Task requirements: Word for word, repeat all of the entries.

Extracted records
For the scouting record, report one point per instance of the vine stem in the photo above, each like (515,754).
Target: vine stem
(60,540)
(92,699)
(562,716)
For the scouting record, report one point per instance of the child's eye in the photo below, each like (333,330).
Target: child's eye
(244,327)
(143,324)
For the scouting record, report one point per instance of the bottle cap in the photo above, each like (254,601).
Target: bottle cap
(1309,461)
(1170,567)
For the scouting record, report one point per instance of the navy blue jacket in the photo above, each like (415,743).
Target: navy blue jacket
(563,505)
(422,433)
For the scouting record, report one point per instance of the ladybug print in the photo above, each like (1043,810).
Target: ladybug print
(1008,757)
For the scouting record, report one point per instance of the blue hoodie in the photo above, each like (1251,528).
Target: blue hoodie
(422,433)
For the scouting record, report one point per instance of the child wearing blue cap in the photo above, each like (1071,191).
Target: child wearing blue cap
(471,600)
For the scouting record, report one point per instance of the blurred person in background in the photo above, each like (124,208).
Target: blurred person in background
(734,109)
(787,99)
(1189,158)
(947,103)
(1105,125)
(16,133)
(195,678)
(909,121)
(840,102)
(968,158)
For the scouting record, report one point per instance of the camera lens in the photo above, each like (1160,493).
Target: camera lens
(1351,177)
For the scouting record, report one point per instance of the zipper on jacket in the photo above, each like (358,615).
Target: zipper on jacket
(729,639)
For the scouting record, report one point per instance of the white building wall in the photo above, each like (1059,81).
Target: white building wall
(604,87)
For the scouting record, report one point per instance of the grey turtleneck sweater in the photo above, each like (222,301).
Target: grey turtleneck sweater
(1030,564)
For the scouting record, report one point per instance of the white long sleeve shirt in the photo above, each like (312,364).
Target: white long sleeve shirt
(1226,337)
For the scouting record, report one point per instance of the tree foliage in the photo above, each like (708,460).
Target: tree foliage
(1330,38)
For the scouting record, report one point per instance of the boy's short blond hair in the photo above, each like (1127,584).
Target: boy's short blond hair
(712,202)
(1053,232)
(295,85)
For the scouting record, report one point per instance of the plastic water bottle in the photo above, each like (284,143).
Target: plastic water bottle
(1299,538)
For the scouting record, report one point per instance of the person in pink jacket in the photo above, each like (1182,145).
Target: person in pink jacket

Task result:
For the scouting record, report one point per instance of the vine stem in the photo above, each like (515,754).
Target: vine stem
(60,540)
(92,699)
(562,716)
For the scouting record, report one point per instance of the child's eye in the photo below, each like (333,330).
Target: child's eye
(244,327)
(143,324)
For the scouting record, report one point per instance of the bottle cap in the photo above, each like (254,601).
Target: bottle cap
(1309,461)
(1170,567)
For the scouting record, report one point per instance of the navy blue jacket in the photo above, each like (415,743).
Target: navy blue jacket
(563,505)
(422,433)
For the scouting record, report one point per instance of the ladybug print in the photo above, each like (1043,810).
Target: ladybug print
(1008,757)
For the scouting record, report one point per instance of the blue hoodie in the photo above, each like (1251,528).
Target: blue hoodie
(422,433)
For the scouting record, report one point per instance of the child wearing blue cap in the photo above, each like (1071,191).
Target: child wearing blue cap
(471,600)
For the scouting record, report one point per instance of the blurred person in background in the photo above, each like (124,208).
Target: blurred person in background
(734,109)
(787,99)
(1189,158)
(947,103)
(1105,125)
(16,133)
(195,678)
(909,121)
(840,102)
(968,158)
For the scouting record, report one point per instance of the camera lens in the photo above, each like (1160,493).
Target: camera lens
(1351,177)
For the scouting record, report one point per instance of the zipper on jacket in the photo above, each like (358,615).
Target: zipper on jacket
(729,639)
For the scouting record, report one point per instance of the white building wall in the photo above, each like (1059,81).
Target: white building wall
(604,87)
For the scouting record, report one point per instance of the grey turtleneck sweater in the photo above, each like (222,301).
Target: grey turtleneck sweater
(1030,564)
For the scouting record, report one point per instance of the white long sleeve shirt in the photo above, each like (312,364).
Target: white long sleeve shirt
(1226,337)
For the scouting record, report one point per instance of the tree foliage in the photo above, each like (708,460).
Target: tree foliage
(1330,38)
For the scouting record, report one point per instance of the boy's short blond hair in the photo above, each like (1127,584).
Target: boy's short blond hair
(712,202)
(1053,232)
(295,85)
For the scouting record, report one point per instance of the plastic water bottle in the photo above, each like (284,143).
Target: plastic water bottle
(1299,538)
For the scouting record, report one point per instance of the person in pink jacket in the photo above, each like (1182,145).
Target: person in pink jacket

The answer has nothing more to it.